**What needs to be done**
Write out exactly the lines from the line that contains "Point out every instance of the armco" through the final line of the listing below, and no others.

┄┄┄┄┄┄┄┄┄┄┄┄┄┄┄┄┄┄┄┄

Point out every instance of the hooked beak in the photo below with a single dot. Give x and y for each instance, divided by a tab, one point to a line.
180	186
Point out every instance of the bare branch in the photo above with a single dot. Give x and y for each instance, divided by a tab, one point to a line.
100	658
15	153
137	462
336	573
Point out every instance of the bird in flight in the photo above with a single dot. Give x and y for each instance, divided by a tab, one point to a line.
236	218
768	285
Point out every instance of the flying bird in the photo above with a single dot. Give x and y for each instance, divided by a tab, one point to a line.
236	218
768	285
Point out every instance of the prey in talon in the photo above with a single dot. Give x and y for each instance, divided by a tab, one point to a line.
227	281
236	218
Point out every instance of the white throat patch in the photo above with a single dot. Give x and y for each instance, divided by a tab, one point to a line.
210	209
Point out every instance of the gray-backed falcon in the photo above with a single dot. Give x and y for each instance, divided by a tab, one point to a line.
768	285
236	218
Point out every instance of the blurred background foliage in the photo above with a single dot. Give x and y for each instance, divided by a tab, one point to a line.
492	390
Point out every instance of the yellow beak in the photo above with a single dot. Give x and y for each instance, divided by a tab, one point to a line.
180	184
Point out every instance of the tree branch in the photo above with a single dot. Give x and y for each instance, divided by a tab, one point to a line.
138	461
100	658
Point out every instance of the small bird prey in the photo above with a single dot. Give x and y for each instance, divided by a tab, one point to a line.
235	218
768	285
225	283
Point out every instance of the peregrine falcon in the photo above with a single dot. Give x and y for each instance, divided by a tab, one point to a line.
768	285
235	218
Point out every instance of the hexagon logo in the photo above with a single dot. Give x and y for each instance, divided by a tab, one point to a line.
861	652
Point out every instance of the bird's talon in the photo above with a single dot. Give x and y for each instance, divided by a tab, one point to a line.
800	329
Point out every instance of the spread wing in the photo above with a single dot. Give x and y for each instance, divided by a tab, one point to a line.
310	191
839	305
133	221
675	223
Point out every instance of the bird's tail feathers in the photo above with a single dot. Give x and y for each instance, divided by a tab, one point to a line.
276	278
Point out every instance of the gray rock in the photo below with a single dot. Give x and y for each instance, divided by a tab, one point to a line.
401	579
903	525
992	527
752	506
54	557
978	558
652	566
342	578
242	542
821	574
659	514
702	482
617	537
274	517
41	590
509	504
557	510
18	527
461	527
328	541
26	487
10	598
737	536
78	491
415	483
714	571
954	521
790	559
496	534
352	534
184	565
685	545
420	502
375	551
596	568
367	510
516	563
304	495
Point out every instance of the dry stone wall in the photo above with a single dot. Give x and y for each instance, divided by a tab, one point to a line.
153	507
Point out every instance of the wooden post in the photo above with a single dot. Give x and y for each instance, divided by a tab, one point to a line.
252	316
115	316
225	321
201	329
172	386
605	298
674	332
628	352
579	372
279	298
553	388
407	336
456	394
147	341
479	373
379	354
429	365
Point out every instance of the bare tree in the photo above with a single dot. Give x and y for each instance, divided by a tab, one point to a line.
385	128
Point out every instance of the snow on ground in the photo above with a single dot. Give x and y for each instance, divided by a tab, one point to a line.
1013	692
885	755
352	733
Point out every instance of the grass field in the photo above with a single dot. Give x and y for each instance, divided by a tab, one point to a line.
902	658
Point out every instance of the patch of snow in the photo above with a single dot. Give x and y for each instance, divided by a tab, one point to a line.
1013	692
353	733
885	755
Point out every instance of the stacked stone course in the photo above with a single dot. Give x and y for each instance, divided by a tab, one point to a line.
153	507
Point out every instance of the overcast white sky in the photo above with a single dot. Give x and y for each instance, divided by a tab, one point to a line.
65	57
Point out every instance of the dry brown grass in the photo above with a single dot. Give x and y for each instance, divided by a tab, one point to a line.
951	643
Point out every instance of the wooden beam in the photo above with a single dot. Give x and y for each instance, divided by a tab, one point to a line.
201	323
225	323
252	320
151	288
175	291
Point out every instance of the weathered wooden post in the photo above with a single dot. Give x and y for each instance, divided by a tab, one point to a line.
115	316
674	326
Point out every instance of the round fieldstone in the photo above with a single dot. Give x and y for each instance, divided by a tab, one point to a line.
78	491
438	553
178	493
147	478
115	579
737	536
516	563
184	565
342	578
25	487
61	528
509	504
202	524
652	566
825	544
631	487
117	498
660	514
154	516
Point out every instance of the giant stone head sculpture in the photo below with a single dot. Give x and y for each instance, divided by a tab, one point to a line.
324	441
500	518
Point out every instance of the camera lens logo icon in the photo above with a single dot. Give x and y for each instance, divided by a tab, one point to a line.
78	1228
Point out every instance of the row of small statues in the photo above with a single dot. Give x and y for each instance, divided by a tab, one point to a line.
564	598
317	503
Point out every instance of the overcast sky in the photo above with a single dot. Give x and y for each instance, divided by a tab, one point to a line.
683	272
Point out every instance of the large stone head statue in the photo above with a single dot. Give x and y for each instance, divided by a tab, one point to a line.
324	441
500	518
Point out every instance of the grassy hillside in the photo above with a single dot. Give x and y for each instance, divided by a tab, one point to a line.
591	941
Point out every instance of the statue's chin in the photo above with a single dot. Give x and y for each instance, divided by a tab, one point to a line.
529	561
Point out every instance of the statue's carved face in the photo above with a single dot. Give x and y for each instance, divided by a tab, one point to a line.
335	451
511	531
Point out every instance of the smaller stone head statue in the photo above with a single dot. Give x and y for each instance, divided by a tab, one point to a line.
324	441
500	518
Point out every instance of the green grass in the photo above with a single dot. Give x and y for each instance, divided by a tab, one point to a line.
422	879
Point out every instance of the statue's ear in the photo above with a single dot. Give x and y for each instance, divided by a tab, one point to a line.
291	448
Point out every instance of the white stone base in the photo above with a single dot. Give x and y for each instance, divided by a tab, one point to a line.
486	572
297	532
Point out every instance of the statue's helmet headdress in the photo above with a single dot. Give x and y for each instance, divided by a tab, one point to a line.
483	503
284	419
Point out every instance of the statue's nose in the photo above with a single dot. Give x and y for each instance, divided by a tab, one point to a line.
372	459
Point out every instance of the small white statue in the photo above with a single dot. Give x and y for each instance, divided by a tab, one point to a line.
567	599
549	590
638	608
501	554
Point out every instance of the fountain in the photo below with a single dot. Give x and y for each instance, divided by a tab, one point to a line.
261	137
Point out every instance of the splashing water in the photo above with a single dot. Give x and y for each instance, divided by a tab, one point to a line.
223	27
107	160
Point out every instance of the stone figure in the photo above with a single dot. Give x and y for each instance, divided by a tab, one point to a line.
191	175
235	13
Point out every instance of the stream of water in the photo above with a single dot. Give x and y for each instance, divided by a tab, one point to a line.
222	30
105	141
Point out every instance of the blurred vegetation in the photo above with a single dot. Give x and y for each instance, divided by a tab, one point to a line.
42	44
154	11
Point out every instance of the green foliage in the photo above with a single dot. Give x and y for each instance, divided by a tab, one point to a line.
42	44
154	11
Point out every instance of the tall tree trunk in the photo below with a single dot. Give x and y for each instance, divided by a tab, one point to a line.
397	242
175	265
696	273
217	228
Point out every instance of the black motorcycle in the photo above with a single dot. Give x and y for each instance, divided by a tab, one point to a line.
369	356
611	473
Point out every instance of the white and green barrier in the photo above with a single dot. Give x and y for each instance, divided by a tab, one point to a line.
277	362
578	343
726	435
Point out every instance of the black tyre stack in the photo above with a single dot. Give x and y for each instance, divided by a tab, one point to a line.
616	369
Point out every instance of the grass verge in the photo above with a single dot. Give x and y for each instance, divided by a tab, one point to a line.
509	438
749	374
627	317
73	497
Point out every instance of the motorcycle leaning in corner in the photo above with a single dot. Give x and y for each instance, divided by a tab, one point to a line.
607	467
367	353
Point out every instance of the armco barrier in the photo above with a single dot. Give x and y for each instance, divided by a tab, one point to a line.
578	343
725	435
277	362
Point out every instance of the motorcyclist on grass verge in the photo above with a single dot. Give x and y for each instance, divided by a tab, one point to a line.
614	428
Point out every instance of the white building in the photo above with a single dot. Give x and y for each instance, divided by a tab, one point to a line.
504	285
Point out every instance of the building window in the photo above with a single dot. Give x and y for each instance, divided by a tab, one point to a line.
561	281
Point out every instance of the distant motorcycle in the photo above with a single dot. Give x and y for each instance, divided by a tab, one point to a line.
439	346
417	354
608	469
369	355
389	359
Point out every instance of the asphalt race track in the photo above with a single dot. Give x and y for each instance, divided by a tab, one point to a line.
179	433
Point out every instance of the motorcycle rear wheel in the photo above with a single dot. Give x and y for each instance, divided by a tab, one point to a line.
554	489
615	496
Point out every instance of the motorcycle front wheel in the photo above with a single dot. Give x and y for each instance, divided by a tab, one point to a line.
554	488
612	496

┄┄┄┄┄┄┄┄┄┄┄┄┄┄┄┄┄┄┄┄

**Your solution**
Point out every instance of the armco barrier in the photo above with a single dot. Give x and y for each instance, divided by a tab, one point to a line.
578	343
725	435
277	362
Point out every instance of the motorcyclist on grass verge in the photo above with a single dot. Give x and y for each instance, divided by a tab, one point to a line.
614	428
Point out every instance of the white building in the photo above with a single dot. Give x and y for each instance, divided by a tab, one point to a line.
504	285
Point out every instance of the building window in the photo above with a single dot. Give x and y for each instance, divided by a tab, one point to a line.
561	281
Point out every instance of the distant motorcycle in the photo above with a single dot. Give x and y for each instance, divided by a tab, one point to a line.
439	346
417	354
608	469
369	355
389	359
Point out every instance of the asphalt race track in the photo above with a single dot. Give x and y for each instance, divided by a tab, one point to a line.
179	433
Point out every instance of the motorcycle rear wheel in the photo above with a single dot. Give x and y for each instance, divided by a tab, one point to a line.
554	489
615	496
Point out every instance of the motorcycle front wheel in the photo above with a single dot. Give x and y for each instance, divided by a tab, one point to a line.
554	488
612	496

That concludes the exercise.